AIM OF THE TASK: Convert the lines starting at the one containing "Using the image provided, box the creosote" and ending at the one containing "xmin=23 ymin=144 xmax=139 ymax=211" into a Markdown table with the columns Row and Line, numbering each row and omitting blank lines.

====== ENTRIES SUPPLIED ======

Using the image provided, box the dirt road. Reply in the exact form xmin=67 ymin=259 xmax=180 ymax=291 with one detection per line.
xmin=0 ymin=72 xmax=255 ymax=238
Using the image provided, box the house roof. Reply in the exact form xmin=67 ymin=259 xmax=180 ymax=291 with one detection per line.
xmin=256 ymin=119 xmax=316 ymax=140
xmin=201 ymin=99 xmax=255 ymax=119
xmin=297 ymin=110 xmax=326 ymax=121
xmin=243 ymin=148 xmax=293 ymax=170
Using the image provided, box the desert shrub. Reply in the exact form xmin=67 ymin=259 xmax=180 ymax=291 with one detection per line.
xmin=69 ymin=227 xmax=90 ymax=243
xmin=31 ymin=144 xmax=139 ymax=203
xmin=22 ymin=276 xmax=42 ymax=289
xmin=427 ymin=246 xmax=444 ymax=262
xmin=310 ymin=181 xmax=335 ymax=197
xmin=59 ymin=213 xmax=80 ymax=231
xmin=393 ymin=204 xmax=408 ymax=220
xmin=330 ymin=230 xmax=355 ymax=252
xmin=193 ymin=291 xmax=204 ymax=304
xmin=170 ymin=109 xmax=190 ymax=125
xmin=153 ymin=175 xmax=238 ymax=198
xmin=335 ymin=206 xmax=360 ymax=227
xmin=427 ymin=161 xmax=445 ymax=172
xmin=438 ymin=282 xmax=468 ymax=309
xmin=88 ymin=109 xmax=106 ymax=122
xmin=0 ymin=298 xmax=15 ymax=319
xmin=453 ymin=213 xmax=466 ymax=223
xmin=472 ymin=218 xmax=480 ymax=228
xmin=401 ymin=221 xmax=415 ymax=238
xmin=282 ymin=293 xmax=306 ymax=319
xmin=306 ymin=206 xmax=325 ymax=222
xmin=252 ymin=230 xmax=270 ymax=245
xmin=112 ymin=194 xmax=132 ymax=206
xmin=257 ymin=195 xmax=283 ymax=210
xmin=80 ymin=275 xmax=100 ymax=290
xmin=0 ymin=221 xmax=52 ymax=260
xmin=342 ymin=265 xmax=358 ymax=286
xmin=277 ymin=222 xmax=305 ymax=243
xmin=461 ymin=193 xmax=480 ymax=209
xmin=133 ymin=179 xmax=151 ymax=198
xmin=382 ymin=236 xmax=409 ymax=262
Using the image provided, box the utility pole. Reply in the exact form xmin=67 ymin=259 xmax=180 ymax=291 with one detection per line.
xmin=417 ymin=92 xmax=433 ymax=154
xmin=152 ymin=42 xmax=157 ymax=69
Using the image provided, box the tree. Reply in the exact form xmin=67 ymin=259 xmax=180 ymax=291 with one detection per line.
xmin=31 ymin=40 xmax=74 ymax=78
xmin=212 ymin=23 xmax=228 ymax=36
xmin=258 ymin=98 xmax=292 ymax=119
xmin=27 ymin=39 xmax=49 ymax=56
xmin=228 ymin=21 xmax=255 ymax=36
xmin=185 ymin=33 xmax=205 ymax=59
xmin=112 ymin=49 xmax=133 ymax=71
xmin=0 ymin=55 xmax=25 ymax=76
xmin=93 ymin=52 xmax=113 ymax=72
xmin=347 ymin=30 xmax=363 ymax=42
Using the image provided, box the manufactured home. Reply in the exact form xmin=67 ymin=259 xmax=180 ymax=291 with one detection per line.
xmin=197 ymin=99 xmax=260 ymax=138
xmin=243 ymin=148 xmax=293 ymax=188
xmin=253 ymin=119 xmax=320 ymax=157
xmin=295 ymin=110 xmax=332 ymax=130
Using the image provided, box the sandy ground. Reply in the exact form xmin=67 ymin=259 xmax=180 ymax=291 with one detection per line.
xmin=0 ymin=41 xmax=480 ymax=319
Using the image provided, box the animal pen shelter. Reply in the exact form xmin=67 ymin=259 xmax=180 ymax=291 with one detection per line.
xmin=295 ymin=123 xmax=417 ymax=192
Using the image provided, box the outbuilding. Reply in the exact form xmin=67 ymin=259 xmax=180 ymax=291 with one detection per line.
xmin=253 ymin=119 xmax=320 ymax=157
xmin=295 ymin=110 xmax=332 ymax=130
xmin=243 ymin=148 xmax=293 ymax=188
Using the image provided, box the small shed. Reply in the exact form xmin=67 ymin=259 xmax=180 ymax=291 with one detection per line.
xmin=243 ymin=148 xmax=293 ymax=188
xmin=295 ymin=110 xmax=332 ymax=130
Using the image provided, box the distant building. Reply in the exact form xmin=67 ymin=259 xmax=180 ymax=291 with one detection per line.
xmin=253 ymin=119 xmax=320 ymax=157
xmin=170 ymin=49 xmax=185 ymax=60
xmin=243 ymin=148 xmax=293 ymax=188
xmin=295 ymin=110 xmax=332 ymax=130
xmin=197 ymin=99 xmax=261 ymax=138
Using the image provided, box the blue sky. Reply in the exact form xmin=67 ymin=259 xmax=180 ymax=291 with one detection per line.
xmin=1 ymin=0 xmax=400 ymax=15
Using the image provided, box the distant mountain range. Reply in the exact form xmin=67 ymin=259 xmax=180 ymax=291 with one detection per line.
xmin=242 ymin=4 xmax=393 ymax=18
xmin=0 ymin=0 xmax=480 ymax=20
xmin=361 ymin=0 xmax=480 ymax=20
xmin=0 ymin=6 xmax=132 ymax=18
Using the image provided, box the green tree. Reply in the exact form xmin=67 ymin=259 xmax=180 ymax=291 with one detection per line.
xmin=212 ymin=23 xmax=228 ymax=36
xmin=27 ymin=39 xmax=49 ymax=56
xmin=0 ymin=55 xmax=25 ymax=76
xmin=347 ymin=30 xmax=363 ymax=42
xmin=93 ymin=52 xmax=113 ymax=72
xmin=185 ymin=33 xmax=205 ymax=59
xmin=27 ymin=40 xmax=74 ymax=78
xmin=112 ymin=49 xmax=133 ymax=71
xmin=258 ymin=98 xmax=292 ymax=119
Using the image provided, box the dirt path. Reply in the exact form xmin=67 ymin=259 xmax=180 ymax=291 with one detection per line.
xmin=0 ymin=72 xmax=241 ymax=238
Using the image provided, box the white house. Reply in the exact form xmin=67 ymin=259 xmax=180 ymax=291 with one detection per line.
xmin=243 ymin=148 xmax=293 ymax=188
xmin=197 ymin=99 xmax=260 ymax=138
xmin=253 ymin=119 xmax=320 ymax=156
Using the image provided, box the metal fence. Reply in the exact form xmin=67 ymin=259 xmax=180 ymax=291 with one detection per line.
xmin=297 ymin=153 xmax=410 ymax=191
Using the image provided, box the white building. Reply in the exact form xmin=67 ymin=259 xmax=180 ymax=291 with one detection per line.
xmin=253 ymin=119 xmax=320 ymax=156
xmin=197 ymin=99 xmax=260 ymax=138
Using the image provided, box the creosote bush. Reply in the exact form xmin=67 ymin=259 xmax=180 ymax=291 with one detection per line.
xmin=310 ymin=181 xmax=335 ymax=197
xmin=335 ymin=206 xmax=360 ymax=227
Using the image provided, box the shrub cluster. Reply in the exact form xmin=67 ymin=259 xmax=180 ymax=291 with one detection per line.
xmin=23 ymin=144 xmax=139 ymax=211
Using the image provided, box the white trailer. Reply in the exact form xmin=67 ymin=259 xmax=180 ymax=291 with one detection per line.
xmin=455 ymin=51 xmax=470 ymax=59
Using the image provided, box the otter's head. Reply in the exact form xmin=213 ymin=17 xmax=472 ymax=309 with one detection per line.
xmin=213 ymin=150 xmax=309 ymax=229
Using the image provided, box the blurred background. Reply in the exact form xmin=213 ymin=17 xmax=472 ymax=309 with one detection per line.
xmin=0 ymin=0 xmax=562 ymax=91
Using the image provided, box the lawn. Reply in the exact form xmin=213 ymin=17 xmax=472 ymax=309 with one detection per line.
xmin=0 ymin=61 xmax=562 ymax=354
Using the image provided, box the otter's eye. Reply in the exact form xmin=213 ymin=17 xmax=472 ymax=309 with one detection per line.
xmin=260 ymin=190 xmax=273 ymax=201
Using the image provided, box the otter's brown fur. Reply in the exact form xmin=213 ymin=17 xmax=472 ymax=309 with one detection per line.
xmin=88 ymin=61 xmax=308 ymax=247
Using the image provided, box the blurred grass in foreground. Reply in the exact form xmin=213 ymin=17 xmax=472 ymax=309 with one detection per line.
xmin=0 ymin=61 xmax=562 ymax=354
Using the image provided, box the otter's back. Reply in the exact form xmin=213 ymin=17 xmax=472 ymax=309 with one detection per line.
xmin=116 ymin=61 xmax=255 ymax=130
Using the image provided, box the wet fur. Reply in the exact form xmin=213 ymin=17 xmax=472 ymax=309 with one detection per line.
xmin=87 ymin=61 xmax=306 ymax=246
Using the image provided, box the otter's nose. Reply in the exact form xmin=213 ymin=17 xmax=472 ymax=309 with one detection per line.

======

RESULT:
| Row | Line |
|---|---|
| 1 | Using the image provided, box the creosote bush. Reply in the exact form xmin=67 ymin=259 xmax=180 ymax=291 with one detection per line. |
| 2 | xmin=310 ymin=181 xmax=335 ymax=197 |
| 3 | xmin=335 ymin=206 xmax=360 ymax=227 |
| 4 | Using the image provided, box the shrub cluster. Reply in the exact form xmin=67 ymin=259 xmax=180 ymax=291 with one detection per line. |
| 5 | xmin=23 ymin=144 xmax=139 ymax=211 |